— start Passage —

Exhibit 99.1

 

THE TERMS AND CONDITIONS OF THE RIGHTS OFFERING ARE SET FORTH IN THE COMPANY’S PROSPECTUS DATED [●], 2022 (THE “PROSPECTUS”) AND ARE INCORPORATED HEREIN BY REFERENCE. COPIES OF THE PROSPECTUS ARE AVAILABLE UPON REQUEST FROM BROADRIDGE CORPORATE ISSUER SOLUTIONS, INC., THE SUBSCRIPTION AGENT, BY CALLING (855) 793-5068. THE PROSPECTUS IS ALSO AVAILABLE ON THE COMPANY’S WEBSITE AT WWW.INTERPACE.COM.

 

FORM OF INSTRUCTIONS AS TO USE OF INTERPACE BIOSCIENCES, INC. NON-TRANSFERABLE SUBSCRIPTION RIGHTS CERTIFICATES

 

PLEASE CONSULT THE SUBSCRIPTION AND INFORMATION AGENT,
YOUR BANK OR BROKER FOR ANY QUESTIONS

 

The following instructions relate to a rights offering by Interpace Biosciences, Inc., a Delaware corporation (“we,” “us,” “our,” or the “Company”), to the holders of our Common Stock, par value $0.01 per share (the “Common Stock”) and holders of our outstanding warrants issued on January 25, 2017, March 22, 2017, June 21, 2017, October 12, 2017 and January 25, 2019 (the “Eligible Warrants”), as described in the Company’s prospectus dated January [●], 2022 (the “Prospectus”). Holders of our Common Stock or Eligible Warrants as of 5:00 p.m., Eastern Time, on January 10, 2022 (the “Record Date”) are receiving, at no charge, non-transferable subscription rights (each, a “Subscription Right”) to purchase 0.75 shares of Common Stock at an price per whole share equal to $[●] per share (the “Subscription Price”). Copies of the Prospectus are available on the Company’s website at www.interpace.com.

— end Passage —

**Set exercise 1**
Answer these about the rights offering instructions:
(a) What phone number can you call to get copies of the Prospectus from the subscription agent?
(b) On what date is the Record Date?
(c) How many shares of Common Stock can each Subscription Right be used to buy?
**Set exercise 2**
Continue the rights offering instructions from the last sentence shown.
The items after this text have nothing to do with what you're asked here.

— start Extracted data —

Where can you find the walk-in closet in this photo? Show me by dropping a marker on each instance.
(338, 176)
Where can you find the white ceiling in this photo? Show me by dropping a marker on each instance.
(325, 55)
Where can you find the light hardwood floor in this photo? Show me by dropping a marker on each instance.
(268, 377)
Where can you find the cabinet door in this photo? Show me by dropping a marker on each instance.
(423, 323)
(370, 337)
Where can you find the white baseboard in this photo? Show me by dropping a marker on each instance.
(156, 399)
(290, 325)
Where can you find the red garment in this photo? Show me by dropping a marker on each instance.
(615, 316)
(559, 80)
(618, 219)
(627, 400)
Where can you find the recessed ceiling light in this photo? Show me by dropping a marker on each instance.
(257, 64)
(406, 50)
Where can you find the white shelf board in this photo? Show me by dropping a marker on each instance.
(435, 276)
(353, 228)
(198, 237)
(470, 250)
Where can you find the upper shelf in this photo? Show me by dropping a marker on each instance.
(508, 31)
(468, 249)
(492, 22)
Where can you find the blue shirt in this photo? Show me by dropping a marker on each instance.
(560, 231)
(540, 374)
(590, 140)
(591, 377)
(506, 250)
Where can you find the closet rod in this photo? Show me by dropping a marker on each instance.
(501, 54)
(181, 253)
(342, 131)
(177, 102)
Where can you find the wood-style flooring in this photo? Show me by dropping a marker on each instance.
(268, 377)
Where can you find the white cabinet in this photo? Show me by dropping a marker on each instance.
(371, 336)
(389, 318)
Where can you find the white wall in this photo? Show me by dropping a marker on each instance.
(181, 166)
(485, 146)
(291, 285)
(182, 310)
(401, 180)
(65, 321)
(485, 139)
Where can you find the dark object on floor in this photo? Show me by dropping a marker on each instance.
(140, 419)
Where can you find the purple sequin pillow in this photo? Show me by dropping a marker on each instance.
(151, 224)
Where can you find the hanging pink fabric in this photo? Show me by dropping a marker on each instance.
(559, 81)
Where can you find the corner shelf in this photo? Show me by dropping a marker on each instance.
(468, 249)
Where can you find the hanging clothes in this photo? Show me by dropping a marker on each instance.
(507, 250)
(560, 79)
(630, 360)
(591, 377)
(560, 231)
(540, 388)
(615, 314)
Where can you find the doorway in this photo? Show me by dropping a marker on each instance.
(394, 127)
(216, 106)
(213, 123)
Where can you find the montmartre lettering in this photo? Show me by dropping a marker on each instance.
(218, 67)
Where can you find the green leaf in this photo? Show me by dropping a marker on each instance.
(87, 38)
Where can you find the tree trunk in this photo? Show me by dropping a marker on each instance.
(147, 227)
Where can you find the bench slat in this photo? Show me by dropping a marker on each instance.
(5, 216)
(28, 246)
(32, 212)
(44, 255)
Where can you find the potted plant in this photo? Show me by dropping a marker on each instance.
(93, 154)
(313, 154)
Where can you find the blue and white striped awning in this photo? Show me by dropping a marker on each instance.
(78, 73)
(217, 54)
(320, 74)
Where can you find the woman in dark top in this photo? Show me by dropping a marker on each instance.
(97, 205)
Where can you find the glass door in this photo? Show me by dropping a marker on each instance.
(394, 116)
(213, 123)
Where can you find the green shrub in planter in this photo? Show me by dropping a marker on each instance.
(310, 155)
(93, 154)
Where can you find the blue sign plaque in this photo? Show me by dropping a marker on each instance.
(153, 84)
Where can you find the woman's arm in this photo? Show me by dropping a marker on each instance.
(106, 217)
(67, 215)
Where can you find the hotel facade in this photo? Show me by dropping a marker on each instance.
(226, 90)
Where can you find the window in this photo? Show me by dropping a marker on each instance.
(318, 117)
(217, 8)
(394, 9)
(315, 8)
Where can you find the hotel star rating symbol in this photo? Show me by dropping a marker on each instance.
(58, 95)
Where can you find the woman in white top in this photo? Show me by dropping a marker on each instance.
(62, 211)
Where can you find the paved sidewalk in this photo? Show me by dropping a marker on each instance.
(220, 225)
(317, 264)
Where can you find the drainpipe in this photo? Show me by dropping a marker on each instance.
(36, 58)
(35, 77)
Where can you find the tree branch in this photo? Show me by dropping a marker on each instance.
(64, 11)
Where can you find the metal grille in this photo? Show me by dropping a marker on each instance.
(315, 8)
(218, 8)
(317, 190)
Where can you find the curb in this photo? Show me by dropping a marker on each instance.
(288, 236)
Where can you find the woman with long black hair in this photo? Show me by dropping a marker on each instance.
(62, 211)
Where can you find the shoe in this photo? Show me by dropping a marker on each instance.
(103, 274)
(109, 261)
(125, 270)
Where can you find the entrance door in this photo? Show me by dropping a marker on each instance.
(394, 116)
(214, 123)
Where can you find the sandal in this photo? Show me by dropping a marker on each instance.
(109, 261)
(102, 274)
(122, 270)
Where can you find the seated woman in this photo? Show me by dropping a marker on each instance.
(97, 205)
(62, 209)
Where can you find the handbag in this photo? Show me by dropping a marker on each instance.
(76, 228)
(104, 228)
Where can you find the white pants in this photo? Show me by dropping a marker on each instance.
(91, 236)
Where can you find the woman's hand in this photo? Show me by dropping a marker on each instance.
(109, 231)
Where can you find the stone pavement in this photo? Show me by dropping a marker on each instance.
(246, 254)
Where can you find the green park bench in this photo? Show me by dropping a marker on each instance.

— end Extracted data —

**Exercise output 1**
(a) (855) 793-5068
(b) January 10, 2022, as of 5:00 p.m., Eastern Time
(c) 0.75 shares

**Exercise output 2**
 

Basic Subscription Right

 

Each holder will receive one Subscription Right for each share of Common Stock owned (including each share of common stock underlying the Eligible Warrants) on the Record Date and each Subscription Right will entitle its holder to purchase 0.75 shares of Common Stock at a price per whole share equal to the Subscription Price (the “Basic Subscription Right”). Holders of Eligible Warrants are entitled to receive Subscription Rights without the exercise of the related warrants (subject to certain beneficial ownership limitations).

 

The Subscription Rights will be evidenced by non-transferable subscription rights certificates (the “Non-Transferable Subscription Rights Certificate”). The number of Subscription Rights to which you are entitled is printed on the face of your Non-Transferable Subscription Rights Certificate.

 

Over-Subscription Right

 

If a holder purchases all of the shares of Common Stock available to it pursuant to its Basic Subscription Right, it may also exercise an over-subscription right (the “Over-Subscription Right”) to purchase a portion of any shares of Common Stock that are not purchased by other holders through the exercise of their Basic Subscription Rights (the “Unsubscribed Shares”), subject to the availability and pro rata allocation of the Unsubscribed Shares among all persons exercising their Over-Subscription Rights.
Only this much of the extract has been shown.